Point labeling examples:
┄┄┄┄┄┄┄┄┄┄
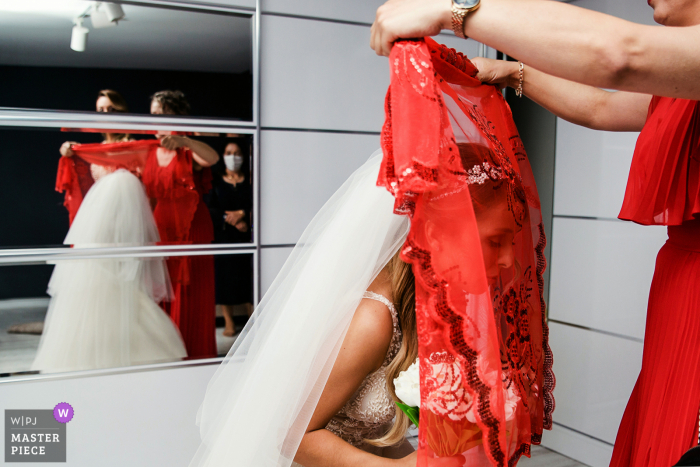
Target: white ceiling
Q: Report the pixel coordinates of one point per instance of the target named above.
(38, 33)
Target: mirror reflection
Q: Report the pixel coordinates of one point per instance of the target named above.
(58, 54)
(114, 312)
(196, 189)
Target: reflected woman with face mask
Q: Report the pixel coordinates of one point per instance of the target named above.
(230, 205)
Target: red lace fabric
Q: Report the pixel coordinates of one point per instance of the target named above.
(74, 178)
(662, 188)
(456, 165)
(183, 218)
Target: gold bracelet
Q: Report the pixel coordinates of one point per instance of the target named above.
(519, 89)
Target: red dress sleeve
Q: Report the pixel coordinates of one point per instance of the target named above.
(663, 187)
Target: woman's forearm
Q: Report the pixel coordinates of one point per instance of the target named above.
(204, 154)
(585, 105)
(321, 448)
(561, 40)
(590, 47)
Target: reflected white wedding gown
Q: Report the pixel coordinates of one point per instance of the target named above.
(104, 312)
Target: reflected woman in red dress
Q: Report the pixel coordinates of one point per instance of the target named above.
(176, 176)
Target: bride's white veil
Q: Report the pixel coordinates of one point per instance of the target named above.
(260, 400)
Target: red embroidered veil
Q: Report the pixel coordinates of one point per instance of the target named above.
(455, 163)
(75, 179)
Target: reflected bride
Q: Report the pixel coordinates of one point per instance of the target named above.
(103, 312)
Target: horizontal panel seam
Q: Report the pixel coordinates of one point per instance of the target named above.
(599, 331)
(320, 130)
(583, 434)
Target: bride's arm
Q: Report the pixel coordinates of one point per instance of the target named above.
(362, 353)
(562, 40)
(577, 103)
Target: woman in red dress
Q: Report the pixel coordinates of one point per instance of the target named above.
(176, 176)
(586, 51)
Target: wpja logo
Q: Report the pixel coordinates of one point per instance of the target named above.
(37, 435)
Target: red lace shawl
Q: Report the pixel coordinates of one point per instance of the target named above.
(75, 179)
(485, 363)
(663, 187)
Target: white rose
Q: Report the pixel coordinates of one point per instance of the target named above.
(407, 386)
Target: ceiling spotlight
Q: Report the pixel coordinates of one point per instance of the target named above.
(78, 40)
(114, 11)
(105, 14)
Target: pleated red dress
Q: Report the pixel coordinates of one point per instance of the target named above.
(183, 218)
(661, 419)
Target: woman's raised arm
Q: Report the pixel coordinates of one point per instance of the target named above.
(563, 40)
(577, 103)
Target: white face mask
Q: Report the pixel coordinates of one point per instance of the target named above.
(233, 162)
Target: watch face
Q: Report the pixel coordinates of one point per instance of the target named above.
(466, 4)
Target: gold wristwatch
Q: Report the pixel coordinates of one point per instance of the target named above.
(460, 9)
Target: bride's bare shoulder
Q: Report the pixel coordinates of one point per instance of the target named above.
(370, 332)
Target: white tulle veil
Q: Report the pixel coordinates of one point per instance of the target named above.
(261, 399)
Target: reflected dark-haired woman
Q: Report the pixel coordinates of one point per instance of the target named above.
(176, 176)
(230, 205)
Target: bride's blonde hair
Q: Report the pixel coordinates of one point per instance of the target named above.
(404, 296)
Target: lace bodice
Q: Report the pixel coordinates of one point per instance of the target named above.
(368, 414)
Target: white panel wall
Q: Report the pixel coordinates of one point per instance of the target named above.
(247, 4)
(362, 11)
(595, 376)
(300, 171)
(320, 75)
(271, 261)
(591, 170)
(132, 419)
(601, 270)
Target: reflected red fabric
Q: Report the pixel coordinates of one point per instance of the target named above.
(74, 178)
(663, 187)
(660, 421)
(183, 218)
(456, 165)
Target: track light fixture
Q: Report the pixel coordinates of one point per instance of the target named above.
(78, 40)
(102, 15)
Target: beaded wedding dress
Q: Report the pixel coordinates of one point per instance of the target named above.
(104, 312)
(369, 413)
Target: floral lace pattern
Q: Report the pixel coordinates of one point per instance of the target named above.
(98, 171)
(368, 414)
(441, 118)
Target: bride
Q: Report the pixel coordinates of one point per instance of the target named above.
(104, 312)
(310, 380)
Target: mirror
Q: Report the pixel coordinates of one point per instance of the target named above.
(220, 199)
(59, 54)
(116, 312)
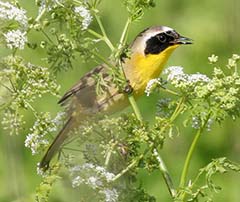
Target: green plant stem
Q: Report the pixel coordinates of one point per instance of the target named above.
(166, 176)
(131, 165)
(135, 107)
(124, 33)
(188, 158)
(105, 38)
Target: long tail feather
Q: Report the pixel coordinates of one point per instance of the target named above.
(56, 144)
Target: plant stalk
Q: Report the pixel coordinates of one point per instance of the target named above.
(166, 176)
(188, 158)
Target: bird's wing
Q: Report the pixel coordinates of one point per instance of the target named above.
(85, 82)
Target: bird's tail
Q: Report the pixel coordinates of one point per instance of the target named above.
(56, 144)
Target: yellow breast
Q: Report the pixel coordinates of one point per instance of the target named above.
(139, 69)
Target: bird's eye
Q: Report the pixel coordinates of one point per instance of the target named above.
(162, 38)
(169, 32)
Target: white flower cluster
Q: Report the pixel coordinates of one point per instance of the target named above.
(197, 123)
(12, 121)
(44, 125)
(85, 15)
(178, 78)
(96, 177)
(15, 39)
(10, 12)
(151, 85)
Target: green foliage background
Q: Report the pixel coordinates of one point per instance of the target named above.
(214, 27)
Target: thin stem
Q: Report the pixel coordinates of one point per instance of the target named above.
(95, 34)
(124, 33)
(109, 153)
(40, 15)
(166, 176)
(131, 165)
(105, 38)
(188, 158)
(135, 107)
(190, 153)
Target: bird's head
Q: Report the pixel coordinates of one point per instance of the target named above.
(155, 40)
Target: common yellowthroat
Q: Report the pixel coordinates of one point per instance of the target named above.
(148, 53)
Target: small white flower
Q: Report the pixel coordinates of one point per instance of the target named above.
(194, 78)
(15, 39)
(111, 195)
(34, 142)
(10, 12)
(77, 181)
(85, 14)
(196, 122)
(151, 84)
(175, 73)
(94, 182)
(213, 59)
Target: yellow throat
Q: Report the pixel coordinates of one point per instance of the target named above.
(139, 69)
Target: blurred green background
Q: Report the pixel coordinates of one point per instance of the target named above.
(215, 28)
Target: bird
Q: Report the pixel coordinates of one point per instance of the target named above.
(149, 52)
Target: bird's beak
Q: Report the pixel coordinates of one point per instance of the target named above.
(182, 40)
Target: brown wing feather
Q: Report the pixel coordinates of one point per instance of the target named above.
(85, 81)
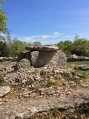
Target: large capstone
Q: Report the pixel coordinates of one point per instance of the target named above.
(42, 48)
(39, 56)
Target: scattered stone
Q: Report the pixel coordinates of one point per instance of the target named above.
(77, 58)
(82, 67)
(4, 90)
(24, 63)
(10, 67)
(42, 48)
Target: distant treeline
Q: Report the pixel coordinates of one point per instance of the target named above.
(11, 48)
(79, 46)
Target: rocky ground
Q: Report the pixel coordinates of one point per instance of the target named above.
(42, 93)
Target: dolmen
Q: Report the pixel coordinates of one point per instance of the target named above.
(42, 55)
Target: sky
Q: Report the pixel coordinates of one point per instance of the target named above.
(47, 21)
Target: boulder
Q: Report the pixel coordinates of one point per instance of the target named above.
(82, 67)
(42, 48)
(24, 63)
(4, 90)
(39, 56)
(52, 58)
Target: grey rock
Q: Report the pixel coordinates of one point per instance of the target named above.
(10, 67)
(4, 90)
(42, 48)
(82, 67)
(24, 63)
(54, 59)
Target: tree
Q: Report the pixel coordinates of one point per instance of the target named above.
(2, 18)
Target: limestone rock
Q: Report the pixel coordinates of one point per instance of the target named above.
(82, 67)
(4, 90)
(24, 63)
(52, 58)
(10, 67)
(42, 48)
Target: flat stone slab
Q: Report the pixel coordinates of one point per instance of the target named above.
(42, 48)
(4, 90)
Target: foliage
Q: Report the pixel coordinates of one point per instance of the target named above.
(80, 46)
(2, 18)
(15, 47)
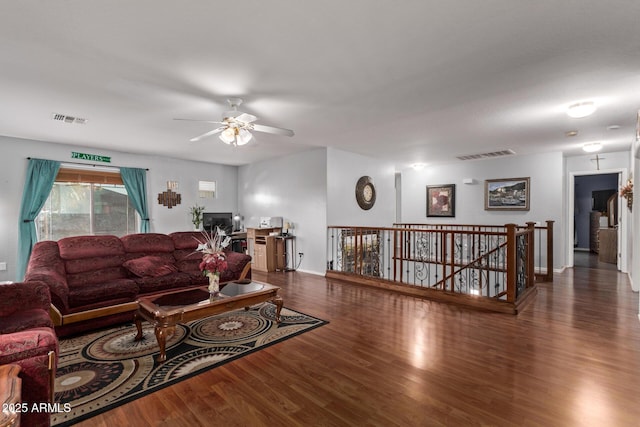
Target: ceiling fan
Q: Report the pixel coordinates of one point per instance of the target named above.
(237, 126)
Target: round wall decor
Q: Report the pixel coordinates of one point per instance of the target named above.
(365, 192)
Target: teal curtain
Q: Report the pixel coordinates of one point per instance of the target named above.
(41, 175)
(135, 181)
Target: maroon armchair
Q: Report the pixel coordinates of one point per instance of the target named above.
(27, 339)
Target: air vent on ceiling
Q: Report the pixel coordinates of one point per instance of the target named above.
(68, 119)
(487, 155)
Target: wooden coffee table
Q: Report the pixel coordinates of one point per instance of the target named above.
(167, 309)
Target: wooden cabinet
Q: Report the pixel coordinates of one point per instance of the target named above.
(608, 241)
(285, 253)
(262, 248)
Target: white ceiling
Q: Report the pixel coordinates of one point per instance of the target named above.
(411, 81)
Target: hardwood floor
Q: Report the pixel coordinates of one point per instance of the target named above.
(572, 358)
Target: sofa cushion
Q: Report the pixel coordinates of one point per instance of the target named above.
(147, 243)
(150, 266)
(95, 276)
(82, 265)
(89, 247)
(150, 285)
(25, 319)
(119, 289)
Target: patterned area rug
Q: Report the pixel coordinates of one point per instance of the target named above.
(102, 370)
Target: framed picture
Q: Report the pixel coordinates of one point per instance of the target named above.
(441, 200)
(508, 194)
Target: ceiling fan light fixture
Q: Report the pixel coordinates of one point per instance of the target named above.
(592, 147)
(581, 109)
(228, 135)
(243, 137)
(235, 136)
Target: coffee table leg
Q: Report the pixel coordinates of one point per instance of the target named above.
(138, 321)
(161, 336)
(277, 300)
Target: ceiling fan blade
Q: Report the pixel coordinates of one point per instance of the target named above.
(271, 129)
(202, 121)
(246, 118)
(211, 132)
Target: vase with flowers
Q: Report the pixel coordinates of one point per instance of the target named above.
(196, 216)
(214, 260)
(626, 191)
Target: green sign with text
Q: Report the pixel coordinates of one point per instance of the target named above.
(92, 157)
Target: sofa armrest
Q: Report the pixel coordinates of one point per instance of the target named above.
(57, 284)
(21, 296)
(26, 344)
(46, 265)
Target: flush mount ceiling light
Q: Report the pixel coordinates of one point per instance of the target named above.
(592, 147)
(581, 109)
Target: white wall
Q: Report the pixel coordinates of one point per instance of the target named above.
(293, 187)
(13, 164)
(546, 199)
(343, 171)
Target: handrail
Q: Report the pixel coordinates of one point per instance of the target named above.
(493, 262)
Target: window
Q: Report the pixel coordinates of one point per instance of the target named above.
(86, 202)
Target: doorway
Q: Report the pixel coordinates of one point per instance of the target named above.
(596, 228)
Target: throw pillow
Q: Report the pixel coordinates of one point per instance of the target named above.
(149, 266)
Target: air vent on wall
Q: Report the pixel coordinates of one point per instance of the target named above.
(68, 119)
(487, 155)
┄┄┄┄┄┄┄┄┄┄
REQUIRED WORK: Find "Target: patterned area rug" in the data above, then repeat that line and all lines after it exactly, ending with the final line.

THE SOLUTION:
Target: patterned area rug
Q: Report the pixel coordinates of one point per instance of the target named above.
(102, 370)
Target: framed picture
Q: Report the pixel coordinates of one point per instance of the target named above.
(441, 200)
(508, 194)
Target: ceiling fan light fixture
Q: Report the pixel coordinates of one point per instance of the target named above.
(592, 147)
(581, 109)
(228, 135)
(243, 137)
(235, 136)
Target: coffee table leg
Q: Report the pixel coordinates of one point per instance of the target named above.
(138, 321)
(161, 336)
(277, 300)
Target: ceiling fan blade
Q: Report the pixel coordinates of one point per instance of the target named above.
(271, 129)
(202, 121)
(246, 118)
(211, 132)
Target: vase with flowers
Q: Report the pixel coordinates of one point per instance of the target named above.
(196, 216)
(214, 260)
(626, 191)
Target: green sign with text
Q: Report the pixel coordinates of one point per instance of the target named above.
(92, 157)
Target: sofa armrest
Q: Report the pixel coordinates of one point per instance of the target named above.
(57, 284)
(21, 296)
(26, 344)
(46, 265)
Target: flush mount ceiling light
Q: Report the pixel coordinates of one point per instance of the target named above.
(592, 147)
(581, 109)
Target: white wall
Q: Report the pixel coordinates of one point per instance of the target named above.
(293, 187)
(13, 164)
(546, 199)
(343, 171)
Target: handrail
Q: Report the pixel coordinates of one point per instance of the target named above.
(493, 262)
Target: window
Q: Report the pixel coordinates of one point per instance of the target named above.
(86, 202)
Target: doorway
Q: Report the pixel coordinates of one point per instance of the target named above.
(596, 228)
Target: throw pillow
Q: Report the pixel coordinates of one point per instance of the target named above.
(149, 266)
Target: air vent on wall
Q: Report the pixel coordinates of one point per instance of the target named above.
(68, 119)
(487, 155)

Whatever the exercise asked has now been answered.